→ Work to be completed
Can you output every row below word for word, leaving the pictures out of your answer?

→ Dataset rows
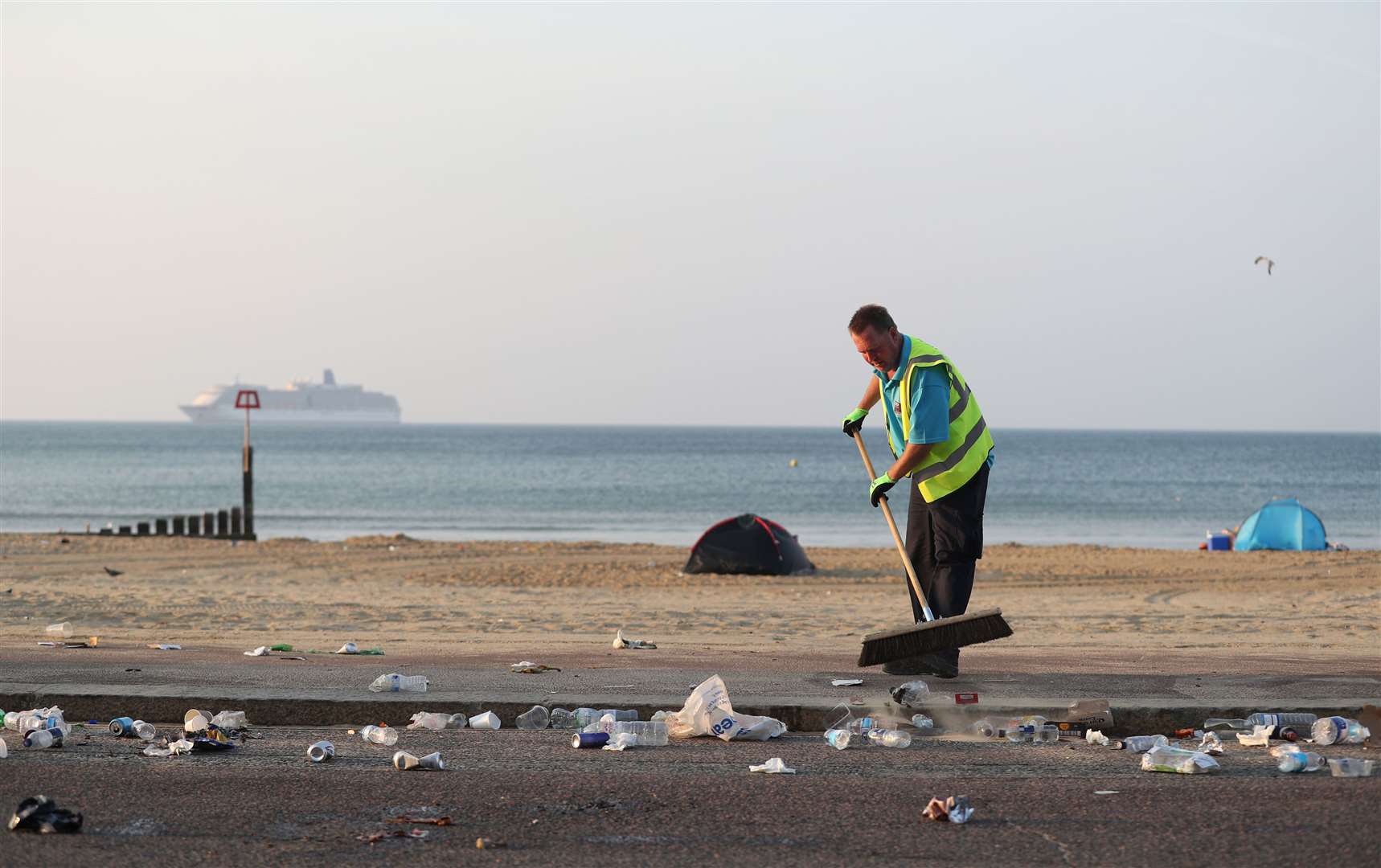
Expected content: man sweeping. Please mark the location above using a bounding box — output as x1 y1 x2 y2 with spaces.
844 305 994 678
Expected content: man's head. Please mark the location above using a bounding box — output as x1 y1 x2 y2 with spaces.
850 305 902 373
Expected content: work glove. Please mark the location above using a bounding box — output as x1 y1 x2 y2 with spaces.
867 473 896 506
844 407 867 437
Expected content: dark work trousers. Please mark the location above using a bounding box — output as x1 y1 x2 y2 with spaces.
904 464 989 664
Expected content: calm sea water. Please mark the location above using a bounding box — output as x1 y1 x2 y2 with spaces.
0 422 1381 548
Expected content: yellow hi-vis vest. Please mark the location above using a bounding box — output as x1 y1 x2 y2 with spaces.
887 337 993 504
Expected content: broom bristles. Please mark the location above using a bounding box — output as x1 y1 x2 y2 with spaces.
859 608 1012 666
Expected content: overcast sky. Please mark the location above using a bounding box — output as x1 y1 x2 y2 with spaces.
0 2 1381 431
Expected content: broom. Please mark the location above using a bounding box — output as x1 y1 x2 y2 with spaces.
854 431 1012 666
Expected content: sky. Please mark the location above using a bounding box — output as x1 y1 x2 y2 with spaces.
0 2 1381 432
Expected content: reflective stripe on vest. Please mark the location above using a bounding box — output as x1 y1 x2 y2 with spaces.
887 337 993 504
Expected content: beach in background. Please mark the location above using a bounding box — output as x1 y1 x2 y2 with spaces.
0 420 1381 548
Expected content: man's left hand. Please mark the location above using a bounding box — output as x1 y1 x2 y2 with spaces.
867 473 896 506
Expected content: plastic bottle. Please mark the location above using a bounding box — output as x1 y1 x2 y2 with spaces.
1313 718 1371 743
1276 751 1323 772
369 672 429 693
23 730 62 748
359 726 398 747
613 720 670 748
550 708 576 730
1121 735 1170 753
867 729 912 748
514 705 551 730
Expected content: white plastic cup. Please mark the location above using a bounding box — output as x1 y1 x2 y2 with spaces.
469 710 502 730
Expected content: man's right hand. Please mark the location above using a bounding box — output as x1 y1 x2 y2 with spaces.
844 407 867 437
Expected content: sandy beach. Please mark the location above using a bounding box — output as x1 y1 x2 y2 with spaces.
0 534 1381 657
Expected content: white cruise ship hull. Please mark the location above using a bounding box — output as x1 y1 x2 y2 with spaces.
178 404 402 425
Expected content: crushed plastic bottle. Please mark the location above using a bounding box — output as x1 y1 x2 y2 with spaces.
394 751 446 772
613 720 670 748
514 705 551 730
1313 718 1371 743
1276 751 1323 772
1329 758 1377 777
408 710 450 731
469 710 502 730
369 672 431 693
825 730 854 751
1114 735 1170 753
867 729 912 748
1141 735 1219 774
892 680 931 708
359 726 398 747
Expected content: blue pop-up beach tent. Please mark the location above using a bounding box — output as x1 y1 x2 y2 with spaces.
1231 497 1326 552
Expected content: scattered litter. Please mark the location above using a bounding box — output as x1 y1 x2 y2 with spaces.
469 710 502 730
10 796 81 835
394 751 446 772
921 796 973 822
602 733 638 751
508 660 561 675
1199 733 1240 756
1329 758 1377 777
613 631 658 650
369 672 431 693
748 756 796 774
1237 723 1276 748
1141 745 1219 774
359 829 427 845
889 680 931 708
664 675 786 741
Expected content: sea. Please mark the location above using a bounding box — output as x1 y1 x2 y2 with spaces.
0 421 1381 548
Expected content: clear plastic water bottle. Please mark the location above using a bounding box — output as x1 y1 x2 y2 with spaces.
551 708 577 730
1121 735 1170 753
1313 718 1371 743
867 729 912 748
1276 751 1323 772
613 720 670 748
369 672 429 693
515 705 551 730
825 730 854 751
359 726 398 747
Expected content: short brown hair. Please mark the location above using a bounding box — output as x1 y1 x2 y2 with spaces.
850 305 896 334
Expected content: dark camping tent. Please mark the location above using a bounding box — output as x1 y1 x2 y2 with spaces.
685 512 815 575
1231 497 1326 552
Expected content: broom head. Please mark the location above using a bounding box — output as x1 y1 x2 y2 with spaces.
859 608 1012 666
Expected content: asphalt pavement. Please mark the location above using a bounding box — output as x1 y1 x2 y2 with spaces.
0 727 1381 868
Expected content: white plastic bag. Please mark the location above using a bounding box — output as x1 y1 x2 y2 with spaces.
666 675 786 741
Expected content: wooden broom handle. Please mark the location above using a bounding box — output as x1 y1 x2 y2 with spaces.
854 429 935 621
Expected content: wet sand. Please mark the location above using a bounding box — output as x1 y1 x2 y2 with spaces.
0 534 1381 658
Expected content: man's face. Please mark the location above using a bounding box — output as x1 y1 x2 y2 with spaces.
850 326 902 374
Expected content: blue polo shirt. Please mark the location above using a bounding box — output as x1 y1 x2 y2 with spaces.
873 335 993 466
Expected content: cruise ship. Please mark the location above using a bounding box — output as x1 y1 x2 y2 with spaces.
178 368 404 425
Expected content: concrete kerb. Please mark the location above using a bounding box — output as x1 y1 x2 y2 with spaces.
0 683 1377 735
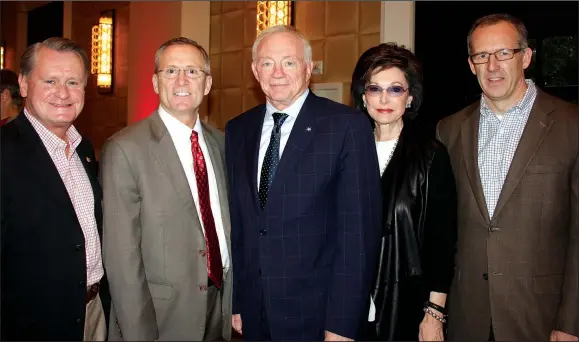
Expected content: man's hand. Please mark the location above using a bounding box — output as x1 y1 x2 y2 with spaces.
231 314 243 335
549 330 578 341
324 330 354 341
418 310 444 341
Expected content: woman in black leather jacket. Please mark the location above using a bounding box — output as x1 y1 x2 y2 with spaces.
351 43 456 341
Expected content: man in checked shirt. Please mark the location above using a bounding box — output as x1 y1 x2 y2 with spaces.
0 38 110 341
437 14 579 341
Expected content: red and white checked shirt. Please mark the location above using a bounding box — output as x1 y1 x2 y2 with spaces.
24 110 104 286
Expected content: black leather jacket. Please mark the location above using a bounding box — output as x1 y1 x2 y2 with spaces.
372 121 456 340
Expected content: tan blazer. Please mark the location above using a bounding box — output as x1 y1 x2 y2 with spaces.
101 112 232 341
437 89 579 341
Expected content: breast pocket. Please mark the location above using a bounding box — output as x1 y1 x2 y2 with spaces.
148 282 173 300
525 164 564 174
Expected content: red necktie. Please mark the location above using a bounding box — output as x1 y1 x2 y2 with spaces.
191 131 223 288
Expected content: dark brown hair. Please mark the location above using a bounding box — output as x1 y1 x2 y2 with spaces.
466 13 528 56
20 37 90 76
155 37 211 75
350 43 422 123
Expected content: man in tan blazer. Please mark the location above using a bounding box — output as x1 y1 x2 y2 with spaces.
437 14 579 341
101 37 232 341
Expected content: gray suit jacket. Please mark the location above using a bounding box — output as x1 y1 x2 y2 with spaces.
437 89 579 341
101 112 232 341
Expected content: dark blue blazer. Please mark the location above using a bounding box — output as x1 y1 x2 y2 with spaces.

→ Answer below
Expected content: man sweeping. Please mark the location above using a bounding box — output as x1 y1 x2 y2 with spaces.
844 305 994 678
Expected content: man's head. Please mark the location above using a bounding box — output as x1 y1 x2 y2 with spaces.
850 305 902 373
Expected content: work glove. Please mark the location above using a bounding box — output as x1 y1 x2 y2 with spaces.
867 473 896 506
844 407 867 437
Expected content: dark work trousers. Please mark the location above using a bounding box — output as x1 y1 x2 y2 with spaces.
904 464 989 664
Expected content: calm sea water. Please mark the location above using a bounding box — output as x1 y1 x2 y2 with spaces.
0 422 1381 548
Expected content: yellow hi-vis vest. Please mark the location above using a bounding box — output as x1 y1 x2 y2 with spaces.
887 337 993 504
Expected content: broom bristles. Please mark the location above using a bounding box — output as x1 y1 x2 y2 with spaces.
859 608 1012 666
Expected content: overcast sky. Please mark the location above using a bounding box — output as x1 y1 x2 y2 with spaces.
0 2 1381 431
Expected content: broom. Please mark the location above using a bounding box — output as x1 y1 x2 y2 with spaces.
854 431 1012 666
Expected content: sky. Please mark the location above using a bounding box — output as x1 y1 x2 y2 with spaces.
0 2 1381 432
Expected content: reflective stripe on vest. Please mark the location above using a bounding box — output as x1 y1 x2 y2 with spaces.
887 337 993 504
Expected content: beach in background. Please mark the location above using a bounding box — output as x1 y1 x2 y2 with spaces.
0 420 1381 548
Expected content: man's left hand. Please mark the location above using a bounding box — output as x1 y1 x2 y2 with spaces.
867 473 896 506
Expected content: plastic bottle. Please mark the location above using a bounding box — output as x1 y1 x2 y2 with spaces.
1313 718 1371 743
1276 751 1323 772
369 672 429 693
23 730 62 748
359 726 398 747
613 720 670 748
550 708 576 730
1121 735 1170 753
867 729 912 748
514 705 551 730
Expected content: white plastic cup. Please mark the location above using a bounding box — output as x1 y1 x2 y2 with spaces.
469 710 502 730
Expected content: man's right hand. Please mark the location above using a bounding box — output as x1 y1 x2 y2 with spaces.
844 407 867 437
Expected content: sandy beach. Please mark the location above using a bounding box — output as x1 y1 x2 y2 with spaces.
0 534 1381 657
Expected content: white cruise ship hull. Please mark the location above using a bounding box — output as x1 y1 x2 y2 with spaces.
178 404 402 425
Expected content: crushed plastic bottle. Please mark the location above using a bounding box — output as x1 y1 x2 y2 with spaces.
394 751 446 772
613 720 670 748
514 705 551 730
1313 718 1371 743
1276 751 1323 772
1329 758 1377 777
408 710 450 731
469 710 502 730
369 672 431 693
825 730 854 751
1114 735 1170 753
867 729 912 748
1141 735 1219 774
892 680 931 708
359 726 398 747
Expected content: blue pop-up beach tent. Please mark the location above using a bounding box — output as x1 y1 x2 y2 with spaces.
1231 497 1326 552
Expected content: scattered litter. Please mark the location above using a bounding box — output as x1 y1 x2 y2 with spaces.
469 710 502 730
10 796 81 835
394 751 446 772
921 796 973 822
602 733 638 751
508 660 561 675
1199 733 1240 756
1329 758 1377 777
613 631 658 650
369 672 431 693
748 756 796 774
1237 723 1276 748
1141 745 1219 774
359 829 427 845
889 680 931 708
664 675 786 741
Expected content: sea. Please mark the location above using a bounding box — output as x1 y1 x2 y2 with spaces.
0 421 1381 548
Expected content: clear plastic water bottle. Please mark the location above using a bounding box — output as x1 y1 x2 y2 with spaces.
551 708 577 730
1121 735 1170 753
1313 718 1371 743
867 729 912 748
1276 751 1323 772
613 720 670 748
369 672 429 693
515 705 551 730
825 730 854 751
359 726 398 747
Expected content: short brown hair. Please mark the location above using a bounding box — output as x1 y1 x2 y2 with spaces.
850 305 896 334
Expected content: dark camping tent. Please mark the location above using a bounding box — output as x1 y1 x2 y2 with spaces.
685 512 815 575
1231 497 1326 552
Expected content: broom head. Please mark the location above using a bounding box — output as x1 y1 x2 y2 with spaces.
859 608 1012 666
Expected content: asphalt pavement. Please mark the location above using a bounding box — output as x1 y1 x2 y2 with spaces.
0 727 1381 868
Expected content: white plastic bag. Please mark the location above using a bounding box — output as x1 y1 x2 y2 with spaces.
666 675 786 741
Expected content: wooden broom handle. Please mark the location above using a bounding box — output as x1 y1 x2 y2 with spaces.
854 429 935 621
Expected content: wet sand. Please mark the location above using a bounding box — output as x1 y1 x2 y2 with spaces.
0 534 1381 658
Expected content: man's face. Please mark the location above using a bounding box — output as x1 y1 x2 y2 with spaces.
850 326 902 374
Expected content: blue polo shirt. Please mark the location above using a bounding box — output as x1 y1 x2 y2 with spaces.
873 335 993 466
Expected content: cruise ship. Please mark the location above using a bounding box — output as x1 y1 x2 y2 with spaces.
178 368 404 425
Expected content: concrete kerb. Please mark the location above using a bounding box — output as x1 y1 x2 y2 with spaces.
0 683 1377 735
Expected content: man's hand. Please mark the location above using a bounding box — output as x1 y1 x2 y2 with spaces.
231 314 243 335
549 330 578 341
324 330 354 341
418 310 444 341
Expected content: woman in black leather jacket. Please mark the location above using a bounding box — output as x1 y1 x2 y2 with spaces.
351 43 456 341
Expected content: man in checked shirt. Please mark the location above using a bounding box — output as x1 y1 x2 y2 with spaces.
0 38 110 341
437 14 579 341
Expected content: red and white checked shirt. Please mark the location above using a bounding box — output as x1 y1 x2 y2 with spaces.
24 110 104 286
Expected content: black leather jacket. Please mark the location above using a bounding box — output as x1 y1 x2 y2 with spaces.
372 121 456 340
Expected content: tan blazer. Please mark the location above using a bounding box — output as x1 y1 x2 y2 with spaces.
101 112 232 341
437 89 579 341
Expected content: breast pocket. Please mark the location above using a bounding box — output as x1 y1 x2 y2 with spaces.
148 282 173 300
525 164 564 174
Expected content: red necktie. Please mark the location above using a bounding box — output as x1 y1 x2 y2 with spaces.
191 131 223 288
Expected content: dark brown hair. Please mark the location above using a bounding box — output as x1 y1 x2 y2 with spaces.
466 13 528 56
20 37 90 76
155 37 211 75
350 43 422 123
Expected content: man in tan blazer. Please mark the location above using a bounding box — output as x1 y1 x2 y2 with spaces.
437 14 579 341
101 37 232 341
Expected content: gray suit jacket. Please mark the location above using a bounding box — output as x1 y1 x2 y2 with spaces.
437 89 579 341
101 112 232 341
Expected content: dark blue blazer. Please mark the location above using a bounding box — output as x1 y1 x2 y2 with spaces.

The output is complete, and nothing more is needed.